- Stated task:
Copy every item below word for word, changing no character.

# START OF Data for this exercise

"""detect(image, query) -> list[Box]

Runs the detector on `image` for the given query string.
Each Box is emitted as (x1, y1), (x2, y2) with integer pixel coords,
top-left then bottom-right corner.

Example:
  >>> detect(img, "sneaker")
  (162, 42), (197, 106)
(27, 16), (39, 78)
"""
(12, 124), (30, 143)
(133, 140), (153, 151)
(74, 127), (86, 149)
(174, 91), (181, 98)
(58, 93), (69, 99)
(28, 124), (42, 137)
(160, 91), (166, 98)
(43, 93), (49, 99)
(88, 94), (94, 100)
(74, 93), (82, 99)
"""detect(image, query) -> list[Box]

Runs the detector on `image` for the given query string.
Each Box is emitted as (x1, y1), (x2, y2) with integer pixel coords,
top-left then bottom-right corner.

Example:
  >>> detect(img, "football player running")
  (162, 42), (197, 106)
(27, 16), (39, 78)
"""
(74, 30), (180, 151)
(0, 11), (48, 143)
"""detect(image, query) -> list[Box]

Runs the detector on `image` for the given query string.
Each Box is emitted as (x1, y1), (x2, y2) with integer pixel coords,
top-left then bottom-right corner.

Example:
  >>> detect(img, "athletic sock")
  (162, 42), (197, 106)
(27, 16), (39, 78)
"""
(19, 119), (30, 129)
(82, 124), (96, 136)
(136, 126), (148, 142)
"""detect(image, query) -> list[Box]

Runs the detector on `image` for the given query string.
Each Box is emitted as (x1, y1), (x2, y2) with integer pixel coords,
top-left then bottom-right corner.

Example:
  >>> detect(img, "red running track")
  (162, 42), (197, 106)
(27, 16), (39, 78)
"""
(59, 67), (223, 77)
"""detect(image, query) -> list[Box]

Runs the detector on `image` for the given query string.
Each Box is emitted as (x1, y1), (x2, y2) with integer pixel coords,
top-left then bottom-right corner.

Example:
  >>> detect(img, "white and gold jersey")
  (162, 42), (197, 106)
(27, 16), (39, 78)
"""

# END OF Data for this exercise

- Response:
"""detect(image, query) -> list[Box]

Runs the detector on `image` for the given query string.
Each Box is emitted as (x1, y1), (x2, y2) with integer pixel coords,
top-left then bottom-right corner.

Example:
  >>> detect(img, "sneaker")
  (162, 42), (197, 106)
(27, 16), (39, 78)
"""
(12, 124), (30, 143)
(133, 140), (153, 151)
(74, 127), (86, 149)
(174, 91), (181, 98)
(58, 93), (69, 99)
(28, 124), (42, 137)
(160, 91), (166, 98)
(43, 93), (49, 99)
(88, 94), (94, 100)
(74, 93), (82, 99)
"""detect(image, query) -> list[Box]

Runs the detector on `image` for the given query string.
Each Box is emitted as (x1, y1), (x2, y2) with integer pixel coords,
top-left then bottom-right corner.

Example:
  >>> detect(img, "football player running")
  (162, 42), (197, 106)
(27, 16), (39, 78)
"""
(74, 30), (180, 151)
(0, 11), (48, 143)
"""detect(image, query) -> list[Box]

Runs the detector on `image` for the given query string.
Each Box is emitted as (x1, y1), (x2, y2) with integer pixel coords,
top-left then bottom-right corner.

Example:
  >>> detect(img, "athletic sock")
  (162, 42), (197, 106)
(27, 16), (39, 78)
"""
(19, 119), (30, 129)
(82, 124), (96, 136)
(136, 126), (148, 142)
"""detect(image, query) -> list[Box]

Runs the detector on `image` for the given query string.
Each Box is emitted as (x1, y1), (x2, y2) with integer pixel coords,
top-left then bottom-right corner.

Example:
  >>> detect(img, "red running track")
  (162, 42), (197, 106)
(27, 16), (39, 78)
"""
(59, 67), (223, 77)
"""detect(image, query) -> list[Box]

Runs the detector on `image` for the given query string.
Each Box is emitted as (x1, y1), (x2, y2) with integer pixel coords,
top-left then bottom-right corner.

Example:
  >>> detect(img, "white and gold jersey")
  (162, 42), (197, 106)
(27, 16), (39, 78)
"""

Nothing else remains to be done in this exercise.